• Source text:
William J. Murchison Jr. (born August 2, 1956) is an American professional golfer.

Murchison played on the PGA Tour and its developmental tour (Ben Hogan Tour/Nike Tour, now Web.com Tour) from 1978 to 1996. On the PGA Tour (1978–80, 1983, 1993), his best finish was T-12 at the 1980 B.C. Open. On the Nike Tour (1992, 1994–96), he won the 1995 Nike Tallahassee Open. Murchison won a total of thirty-four professional events on various tours, including the Spacecoast, North Florida PGA, and Mid-Atlantic Tour. His career low round was 61, shot at the Goodyear Golf Club during a tournament on the National Golf Tour in 1979.

Murchison served as the president and CEO of Murchison Drilling Schools, a company founded by his father, that trains oil field drilling personnel. They provide training in drilling operations and well control. Murchison Drilling Schools was sold to Well Academy in January 2020, and the name was changed to Well Academy Murchison. Murchison stayed on as the GM through January 2022.

• Task data:
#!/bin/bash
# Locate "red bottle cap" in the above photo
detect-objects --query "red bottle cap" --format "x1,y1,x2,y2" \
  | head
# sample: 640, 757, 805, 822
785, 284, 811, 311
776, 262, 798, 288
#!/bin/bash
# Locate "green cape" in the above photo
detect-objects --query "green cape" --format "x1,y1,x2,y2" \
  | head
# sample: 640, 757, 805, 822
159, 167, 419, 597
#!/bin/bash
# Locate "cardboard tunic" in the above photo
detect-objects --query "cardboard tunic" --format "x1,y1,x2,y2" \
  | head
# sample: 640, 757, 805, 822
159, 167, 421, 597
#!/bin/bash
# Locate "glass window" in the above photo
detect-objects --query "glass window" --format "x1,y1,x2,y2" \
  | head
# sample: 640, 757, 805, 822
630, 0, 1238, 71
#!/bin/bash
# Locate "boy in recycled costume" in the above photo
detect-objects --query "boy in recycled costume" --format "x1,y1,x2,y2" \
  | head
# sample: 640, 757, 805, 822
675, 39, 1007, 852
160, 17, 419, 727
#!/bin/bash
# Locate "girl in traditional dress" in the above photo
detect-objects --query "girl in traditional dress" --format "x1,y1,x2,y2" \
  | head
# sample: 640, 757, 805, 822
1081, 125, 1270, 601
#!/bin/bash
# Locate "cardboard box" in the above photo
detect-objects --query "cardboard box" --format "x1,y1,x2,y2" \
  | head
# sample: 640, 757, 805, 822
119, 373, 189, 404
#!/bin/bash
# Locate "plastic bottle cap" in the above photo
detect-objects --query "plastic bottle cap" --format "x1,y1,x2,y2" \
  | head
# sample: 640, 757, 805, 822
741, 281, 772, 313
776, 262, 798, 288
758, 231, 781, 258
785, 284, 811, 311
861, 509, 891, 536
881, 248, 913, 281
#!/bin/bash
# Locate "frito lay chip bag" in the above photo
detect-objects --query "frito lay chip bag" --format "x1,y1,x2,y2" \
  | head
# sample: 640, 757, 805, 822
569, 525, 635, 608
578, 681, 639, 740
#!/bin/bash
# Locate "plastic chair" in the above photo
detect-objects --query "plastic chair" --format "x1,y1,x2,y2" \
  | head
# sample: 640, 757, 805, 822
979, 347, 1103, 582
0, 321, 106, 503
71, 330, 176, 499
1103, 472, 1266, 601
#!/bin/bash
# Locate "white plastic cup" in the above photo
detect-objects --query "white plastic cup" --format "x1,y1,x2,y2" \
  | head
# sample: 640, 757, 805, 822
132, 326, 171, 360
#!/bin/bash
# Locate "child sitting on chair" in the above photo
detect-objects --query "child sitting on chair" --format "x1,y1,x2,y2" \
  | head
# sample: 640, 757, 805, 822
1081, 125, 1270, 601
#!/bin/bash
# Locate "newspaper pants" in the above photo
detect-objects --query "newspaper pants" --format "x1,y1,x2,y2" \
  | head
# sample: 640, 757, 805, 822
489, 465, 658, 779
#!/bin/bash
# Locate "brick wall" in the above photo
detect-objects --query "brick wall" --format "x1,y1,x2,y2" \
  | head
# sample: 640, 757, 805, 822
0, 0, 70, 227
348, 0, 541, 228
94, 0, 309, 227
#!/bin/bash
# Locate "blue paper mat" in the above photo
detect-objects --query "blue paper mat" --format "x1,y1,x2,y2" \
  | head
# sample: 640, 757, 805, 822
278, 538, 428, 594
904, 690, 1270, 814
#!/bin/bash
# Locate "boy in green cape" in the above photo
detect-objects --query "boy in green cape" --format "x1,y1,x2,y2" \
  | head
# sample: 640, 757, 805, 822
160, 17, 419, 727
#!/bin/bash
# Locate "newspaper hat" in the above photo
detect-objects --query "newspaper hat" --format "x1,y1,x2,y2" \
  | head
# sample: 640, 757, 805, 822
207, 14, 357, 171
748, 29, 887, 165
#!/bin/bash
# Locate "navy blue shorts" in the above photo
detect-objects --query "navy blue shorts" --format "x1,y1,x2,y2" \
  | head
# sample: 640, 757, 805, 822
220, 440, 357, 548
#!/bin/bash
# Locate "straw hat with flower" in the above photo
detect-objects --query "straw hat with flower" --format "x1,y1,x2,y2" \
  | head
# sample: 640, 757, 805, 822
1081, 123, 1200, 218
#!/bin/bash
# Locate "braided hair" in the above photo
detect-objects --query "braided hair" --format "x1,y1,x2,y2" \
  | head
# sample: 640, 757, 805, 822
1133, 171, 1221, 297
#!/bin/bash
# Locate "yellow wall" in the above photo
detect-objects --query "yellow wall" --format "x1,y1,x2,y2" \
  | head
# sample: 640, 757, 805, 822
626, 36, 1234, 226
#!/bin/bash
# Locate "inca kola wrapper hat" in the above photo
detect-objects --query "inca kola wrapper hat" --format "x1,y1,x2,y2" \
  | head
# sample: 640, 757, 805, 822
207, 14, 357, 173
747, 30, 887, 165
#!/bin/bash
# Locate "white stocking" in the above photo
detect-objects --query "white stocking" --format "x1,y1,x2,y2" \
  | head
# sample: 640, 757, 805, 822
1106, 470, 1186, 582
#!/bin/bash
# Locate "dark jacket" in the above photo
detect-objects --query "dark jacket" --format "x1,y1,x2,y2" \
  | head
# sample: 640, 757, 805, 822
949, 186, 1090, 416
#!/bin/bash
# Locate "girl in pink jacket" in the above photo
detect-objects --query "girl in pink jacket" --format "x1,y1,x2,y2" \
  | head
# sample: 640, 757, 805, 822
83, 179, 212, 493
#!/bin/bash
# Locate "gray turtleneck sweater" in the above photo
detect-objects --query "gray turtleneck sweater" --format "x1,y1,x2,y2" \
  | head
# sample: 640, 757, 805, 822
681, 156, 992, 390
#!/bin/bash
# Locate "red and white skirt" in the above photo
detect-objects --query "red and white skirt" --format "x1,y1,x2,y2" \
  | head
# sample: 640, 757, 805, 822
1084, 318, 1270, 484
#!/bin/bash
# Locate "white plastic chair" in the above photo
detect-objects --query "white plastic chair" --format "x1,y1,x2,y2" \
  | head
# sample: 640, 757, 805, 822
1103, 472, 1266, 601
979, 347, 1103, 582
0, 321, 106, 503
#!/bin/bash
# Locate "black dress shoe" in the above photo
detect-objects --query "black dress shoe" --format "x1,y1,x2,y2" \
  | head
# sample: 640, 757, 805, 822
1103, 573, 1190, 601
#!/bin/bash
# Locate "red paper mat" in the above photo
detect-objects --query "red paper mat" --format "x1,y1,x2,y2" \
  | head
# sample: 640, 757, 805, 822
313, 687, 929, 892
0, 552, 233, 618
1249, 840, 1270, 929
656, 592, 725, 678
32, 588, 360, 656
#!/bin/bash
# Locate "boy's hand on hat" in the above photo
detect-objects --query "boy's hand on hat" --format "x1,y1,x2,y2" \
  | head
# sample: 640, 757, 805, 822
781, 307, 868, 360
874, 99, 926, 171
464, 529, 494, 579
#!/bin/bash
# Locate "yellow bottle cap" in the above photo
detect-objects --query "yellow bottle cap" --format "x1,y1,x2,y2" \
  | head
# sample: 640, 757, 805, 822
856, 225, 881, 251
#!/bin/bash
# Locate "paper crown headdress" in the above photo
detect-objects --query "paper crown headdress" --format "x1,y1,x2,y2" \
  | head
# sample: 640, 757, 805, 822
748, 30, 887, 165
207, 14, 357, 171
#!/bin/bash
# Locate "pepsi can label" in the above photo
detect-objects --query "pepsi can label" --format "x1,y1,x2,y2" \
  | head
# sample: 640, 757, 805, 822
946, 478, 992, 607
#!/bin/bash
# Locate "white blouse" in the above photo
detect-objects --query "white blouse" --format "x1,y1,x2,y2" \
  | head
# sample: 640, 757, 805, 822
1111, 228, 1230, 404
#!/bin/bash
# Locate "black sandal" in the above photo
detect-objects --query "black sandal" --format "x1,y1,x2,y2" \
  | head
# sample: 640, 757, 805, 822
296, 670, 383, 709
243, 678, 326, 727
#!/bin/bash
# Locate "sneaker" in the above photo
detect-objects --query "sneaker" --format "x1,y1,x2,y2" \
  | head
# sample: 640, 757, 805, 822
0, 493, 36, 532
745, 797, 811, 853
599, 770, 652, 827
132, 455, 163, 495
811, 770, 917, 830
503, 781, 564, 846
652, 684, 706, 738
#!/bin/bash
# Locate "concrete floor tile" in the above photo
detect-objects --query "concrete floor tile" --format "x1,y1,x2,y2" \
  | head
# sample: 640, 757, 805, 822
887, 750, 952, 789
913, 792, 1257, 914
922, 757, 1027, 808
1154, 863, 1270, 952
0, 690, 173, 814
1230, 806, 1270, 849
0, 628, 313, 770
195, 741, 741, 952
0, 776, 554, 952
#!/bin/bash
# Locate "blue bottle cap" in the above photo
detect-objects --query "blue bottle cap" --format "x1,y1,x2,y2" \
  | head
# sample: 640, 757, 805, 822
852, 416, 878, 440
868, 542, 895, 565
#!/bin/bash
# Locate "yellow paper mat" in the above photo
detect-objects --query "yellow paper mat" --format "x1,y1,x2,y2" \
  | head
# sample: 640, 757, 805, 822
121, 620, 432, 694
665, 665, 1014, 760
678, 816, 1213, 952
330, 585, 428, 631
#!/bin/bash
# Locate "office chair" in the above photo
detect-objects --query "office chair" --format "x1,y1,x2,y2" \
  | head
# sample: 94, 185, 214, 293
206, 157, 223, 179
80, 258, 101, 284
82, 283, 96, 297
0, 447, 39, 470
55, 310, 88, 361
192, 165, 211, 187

• Work to do:
(1) Write out the biography of William J. Murchison Jr. word for word, in full.
(2) Pull out every line of the rows containing the string "yellow", matching case exactly.

• Answers for the tasks:
(1)
William J. Murchison Jr. (born August 2, 1956) is an American professional golfer.

Murchison played on the PGA Tour and its developmental tour (Ben Hogan Tour/Nike Tour, now Web.com Tour) from 1978 to 1996. On the PGA Tour (1978–80, 1983, 1993), his best finish was T-12 at the 1980 B.C. Open. On the Nike Tour (1992, 1994–96), he won the 1995 Nike Tallahassee Open. Murchison won a total of thirty-four professional events on various tours, including the Spacecoast, North Florida PGA, and Mid-Atlantic Tour. His career low round was 61, shot at the Goodyear Golf Club during a tournament on the National Golf Tour in 1979.

Murchison served as the president and CEO of Murchison Drilling Schools, a company founded by his father, that trains oil field drilling personnel. They provide training in drilling operations and well control. Murchison Drilling Schools was sold to Well Academy in January 2020, and the name was changed to Well Academy Murchison. Murchison stayed on as the GM through January 2022.

(2)
# Locate "yellow wall" in the above photo
detect-objects --query "yellow wall" --format "x1,y1,x2,y2" \
# Locate "yellow bottle cap" in the above photo
detect-objects --query "yellow bottle cap" --format "x1,y1,x2,y2" \
# Locate "yellow paper mat" in the above photo
detect-objects --query "yellow paper mat" --format "x1,y1,x2,y2" \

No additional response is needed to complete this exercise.